▶ [Work order] Write out the part of the text on running a Kashmiri restaurant that opens with the words containing "It’s a 24x7" and closes with "customers very carefully.".

The other challenge was kitchen staff, because getting a Kashmiri chef is tough. Also the people from Kashmir are not comfortable with the weather in Delhi; they like to go back to Kashmir. So keeping and sustaining the chef and their consistency is a big challenge; delivery was also a big challenge which I faced. I also faced headaches while going for licences.
What I have learned from all the challenges is that every problem gets solved with quality and customer service. My motto is adhering to authentic Kashmiri cuisine and second is customer satisfaction. We cater to both family and group of friends because youth like experiencing something new. So I focus more on customer satisfaction.
Dealing with suppliers is still a challenge because one has to talk in a certain way with them; you can’t be high-handed but talk in the local language politely. To deal with them, you need to come to their level. Thankfully my mother is from an entrepreneur background so she knows how to handle them.
We are not people in a hurry; we are a traditional cuisine. We have something for everyone – every age and gender. Since ours is a very technical cuisine, I don’t think we have any direct competition with QSRs. As far as undoing menu tweaks are for staying competitive is concerned, we want to stick with the authentic Kashmiri cuisine. The only thing we have tweaked is our menu card – a particular menu card in the form of pamphlets.
On Corporate Catering
We are very small restaurant. At our new restaurant we will plan to attract corporate for meetings and as the restaurant is in Gurgaon, it will be getting corporate inside the door. Presently we offer only corporate catering.
On HR Practices
Nurture your employee, pamper them and treat them as part of your family. Restaurant staff is the key who will understand your business. To keep them motivated, I join them during their happy hours and even during their troubles. I sometimes take them out for picnic, chat with them about their family and personal troubles, and celebrate birthdays and so on. Personal touch and feelings is essential to build team spirit. Working as a team contributes towards a restaurant’s success. A Restaurant depends on a team. A good product can be created only from a happy person. So I need to keep them happy and deliver salary on time.
On Going Green
We do not have any strategy for the Go Green concept. At a personal level, I do small things to go green. I am not making the change in the world but making the change in this one. Saving electricity, food and water are some ways in which I do so.
It’s a 24x7 work so you need to be very sure about your commitment towards work. You should have a plan before you jump into it. So research well and choose your menu items very carefully. One important thing is deal your customers very carefully.

▶ [Available data]
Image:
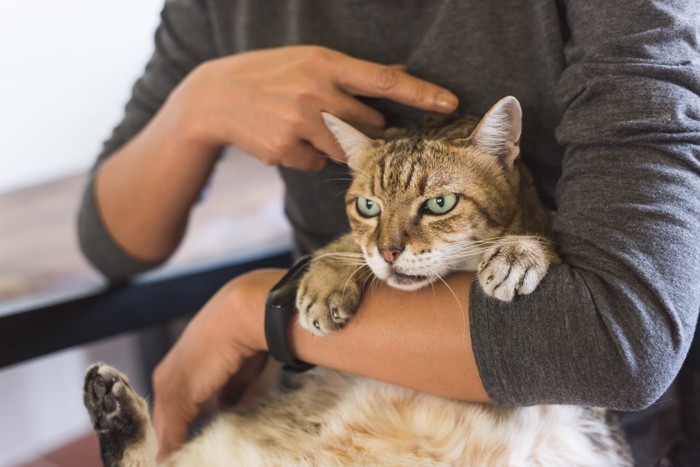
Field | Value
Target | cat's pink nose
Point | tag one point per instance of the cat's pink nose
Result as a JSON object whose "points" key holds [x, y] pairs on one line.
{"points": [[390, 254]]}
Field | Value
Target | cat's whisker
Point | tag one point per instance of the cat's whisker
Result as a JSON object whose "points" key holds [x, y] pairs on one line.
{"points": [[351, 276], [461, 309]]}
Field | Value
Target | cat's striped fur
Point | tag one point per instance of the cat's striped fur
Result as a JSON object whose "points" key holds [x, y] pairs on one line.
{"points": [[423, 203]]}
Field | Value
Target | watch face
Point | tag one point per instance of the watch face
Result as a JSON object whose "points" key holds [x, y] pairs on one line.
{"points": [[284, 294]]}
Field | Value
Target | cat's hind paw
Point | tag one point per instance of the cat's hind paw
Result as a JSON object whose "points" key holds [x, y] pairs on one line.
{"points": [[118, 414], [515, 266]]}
---
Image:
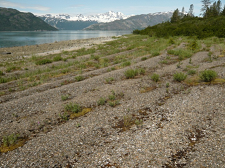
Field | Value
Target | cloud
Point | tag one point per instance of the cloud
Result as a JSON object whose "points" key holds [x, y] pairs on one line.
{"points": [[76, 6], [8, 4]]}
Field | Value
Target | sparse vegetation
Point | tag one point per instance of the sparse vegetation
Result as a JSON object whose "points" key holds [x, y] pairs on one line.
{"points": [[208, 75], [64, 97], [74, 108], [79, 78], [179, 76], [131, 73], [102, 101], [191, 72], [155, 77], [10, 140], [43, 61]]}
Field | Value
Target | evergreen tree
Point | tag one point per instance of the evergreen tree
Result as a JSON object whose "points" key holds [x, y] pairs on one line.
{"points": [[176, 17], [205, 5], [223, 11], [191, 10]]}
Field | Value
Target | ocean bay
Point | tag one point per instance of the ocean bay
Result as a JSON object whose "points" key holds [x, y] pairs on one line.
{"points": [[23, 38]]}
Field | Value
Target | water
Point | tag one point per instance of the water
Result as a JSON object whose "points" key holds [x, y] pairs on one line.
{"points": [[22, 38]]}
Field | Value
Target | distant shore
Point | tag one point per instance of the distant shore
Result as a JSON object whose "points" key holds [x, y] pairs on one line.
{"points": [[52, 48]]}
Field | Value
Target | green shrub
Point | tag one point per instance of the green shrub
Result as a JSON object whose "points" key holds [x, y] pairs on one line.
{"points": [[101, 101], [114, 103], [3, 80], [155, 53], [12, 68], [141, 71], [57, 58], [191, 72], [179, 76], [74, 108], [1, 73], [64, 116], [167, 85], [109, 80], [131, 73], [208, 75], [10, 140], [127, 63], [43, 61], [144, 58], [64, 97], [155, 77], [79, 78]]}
--
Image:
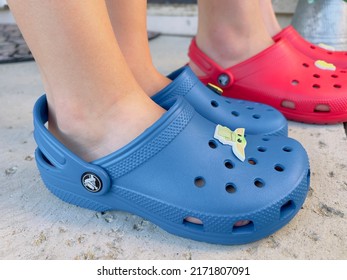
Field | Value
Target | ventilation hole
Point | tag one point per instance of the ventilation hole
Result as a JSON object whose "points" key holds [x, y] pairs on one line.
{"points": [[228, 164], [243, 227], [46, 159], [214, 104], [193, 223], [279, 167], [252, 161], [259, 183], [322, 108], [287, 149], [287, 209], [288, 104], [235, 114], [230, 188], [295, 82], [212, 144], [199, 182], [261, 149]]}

▶ [Solved exercise]
It’s a 24x7 work so you need to be very sure about your commitment towards work. You should have a plan before you jump into it. So research well and choose your menu items very carefully. One important thing is deal your customers very carefully.